**Tus instrucciones:**
Reproduce sin cambios el pasaje del texto sobre el Sistema vigente, empezando por "El Sistema se" y siguiendo hasta "modernidad y posmodernidad)".

**Texto extraído:**

§

El Sistema se ha sabido encarnar, de forma dual, en lo político, a la vez en el absolutismo/totalitarismo y en el liberalismo/anarquismo; en lo económico, en la ficticia dicotomía entre capitalismo y socialismo, que responden a un mismo modelo de hombre absolutamente individualizado, bien sea para abandonarlo a su irreductible soledad (liberalismo) o para disolverlo en la masa (colectivismo); y en lo cultural y espiritual, en la presunta disyuntiva cartesianismo-irracionalismo (hoy modernidad y posmodernidad)

Parece esencial tener meridianamente claro qué se entiende por "Sistema vigente", ya que la imprecisión en este terreno puede acabar por invalidar toda acción posterior. La "retórica de la acción", está ya demostrado, no conduce a nada, y es irresponsable, suicida y hasta inútil, meterse a redentor sin saber de antemano qué queremos redimir, u obviando el por qué, el cómo y el para qué de la acción transformadora.

Lo correcto parece, desde luego, identificar el término "Sistema" con un modelo general del Cosmos y del Hombre, materializado, en última instancia, en formas políticas, culturales, sociales y económicas. Pues bien: incomprensible pero incuestionablemente, hay en nuestro ámbito estratégico por lo menos -que alcancemos a saber- tres definiciones simultáneas -y hasta opuestas- del "Sistema vigente":

1.- Una, que se nos antoja muy ajena a nosotros en forma y en fondo, lo entiende como la trágica sustitución de lo que llaman la "Tradición Primordial" (en la que incluye el pensamiento grecolatino pagano) por la intromisión, desde el siglo III de nuestra era, del monoteísmo judeocristiano, catalogado por Benoist, uno de sus más conspicuos representantes, como "la catástrofe en el sentido específico del término"; catástrofe que, según esta teoría, impone un modelo "universalista", "homogeneizador" e individualista, origen al parecer de todas las deficiencias sociales, políticas y culturales actuales. Los defensores de este modelo se mueven en los entornos culturales de la llamada "Nueva Derecha" y se consideran herederos del neopaganismo esotérico de René Guenon y Julius Evola, de Nietzsche, de Heidegger, de Jünger y, en definitiva, de toda la filosofía anticatólica y anticristiana nacida en la Alemania de fines del siglo XIX sobre las bases establecidas por la "Kultur-Kampf" del ultraconservador Bismarck.

§

(Ítems guardados de una colección)
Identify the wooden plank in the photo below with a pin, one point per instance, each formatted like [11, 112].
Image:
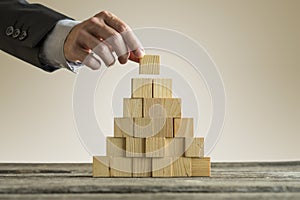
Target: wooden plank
[182, 167]
[101, 166]
[162, 88]
[141, 167]
[135, 147]
[175, 147]
[123, 127]
[201, 166]
[183, 127]
[162, 107]
[157, 127]
[141, 88]
[149, 64]
[162, 167]
[155, 147]
[115, 146]
[194, 147]
[132, 107]
[120, 167]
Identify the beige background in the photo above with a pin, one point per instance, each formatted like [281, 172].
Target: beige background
[256, 45]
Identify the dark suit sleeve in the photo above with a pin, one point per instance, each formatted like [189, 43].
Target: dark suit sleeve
[23, 28]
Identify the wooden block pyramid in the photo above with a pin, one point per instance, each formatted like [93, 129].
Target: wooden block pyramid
[152, 139]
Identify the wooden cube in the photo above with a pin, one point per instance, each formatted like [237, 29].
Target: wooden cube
[149, 64]
[115, 147]
[101, 166]
[162, 167]
[120, 167]
[123, 127]
[155, 147]
[141, 88]
[174, 147]
[132, 107]
[157, 127]
[182, 167]
[201, 166]
[194, 147]
[162, 107]
[162, 88]
[141, 167]
[135, 147]
[183, 127]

§

**Resultado final:**
El Sistema se ha sabido encarnar, de forma dual, en lo político, a la vez en el absolutismo/totalitarismo y en el liberalismo/anarquismo; en lo económico, en la ficticia dicotomía entre capitalismo y socialismo, que responden a un mismo modelo de hombre absolutamente individualizado, bien sea para abandonarlo a su irreductible soledad (liberalismo) o para disolverlo en la masa (colectivismo); y en lo cultural y espiritual, en la presunta disyuntiva cartesianismo-irracionalismo (hoy modernidad y posmodernidad)